## [Exercise prompt]
The entries below are to be transcribed in full, without their images.

━━ Entries shown

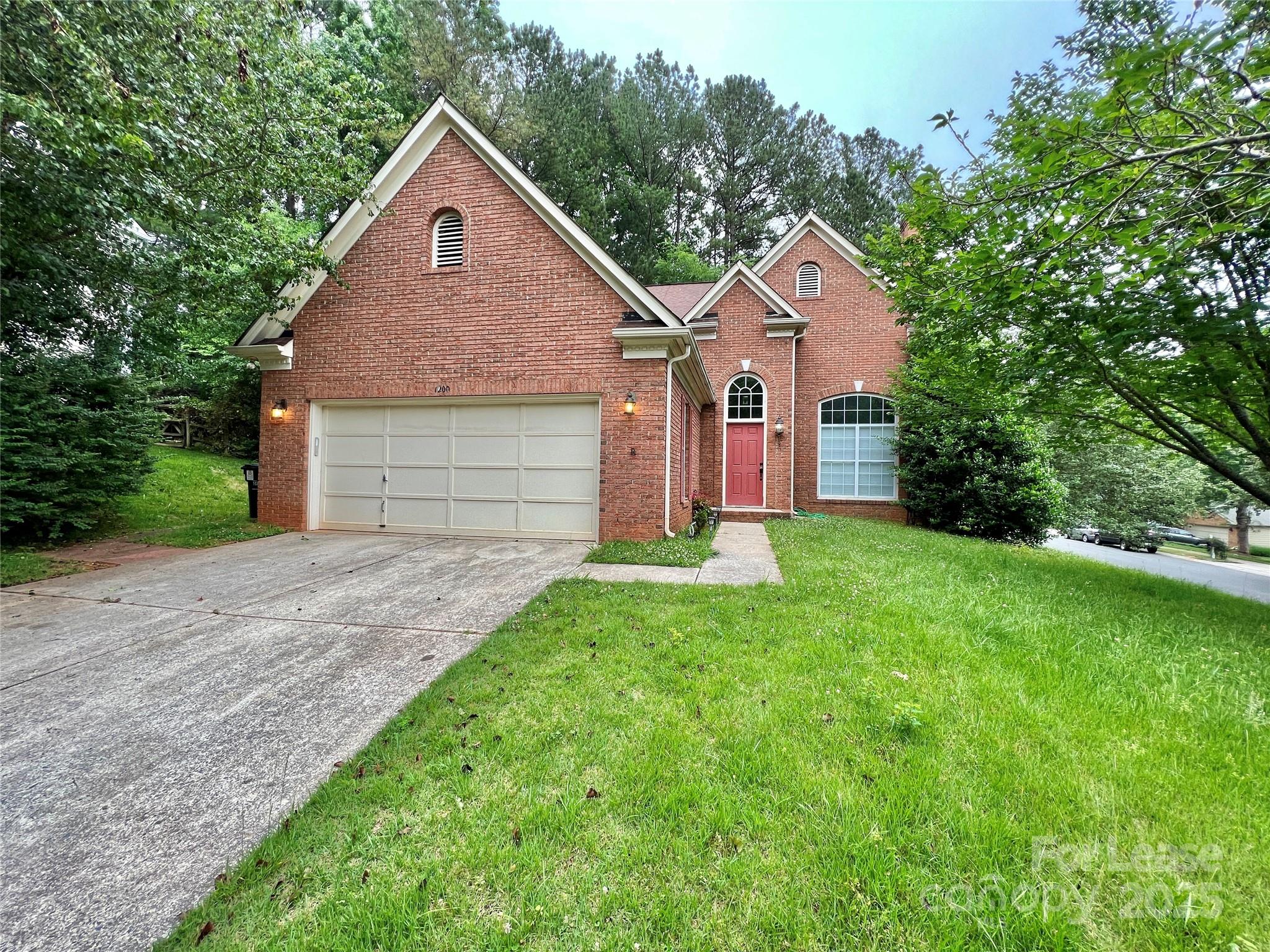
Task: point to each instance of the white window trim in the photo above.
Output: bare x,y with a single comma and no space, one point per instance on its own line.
436,240
798,280
727,423
819,437
727,403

━━━━

## [Reply]
Task: point to each instance of the white window trim in the photo above.
Output: bare x,y with a single comma and no space, one point per instance on its own line.
436,240
798,280
727,423
819,437
727,403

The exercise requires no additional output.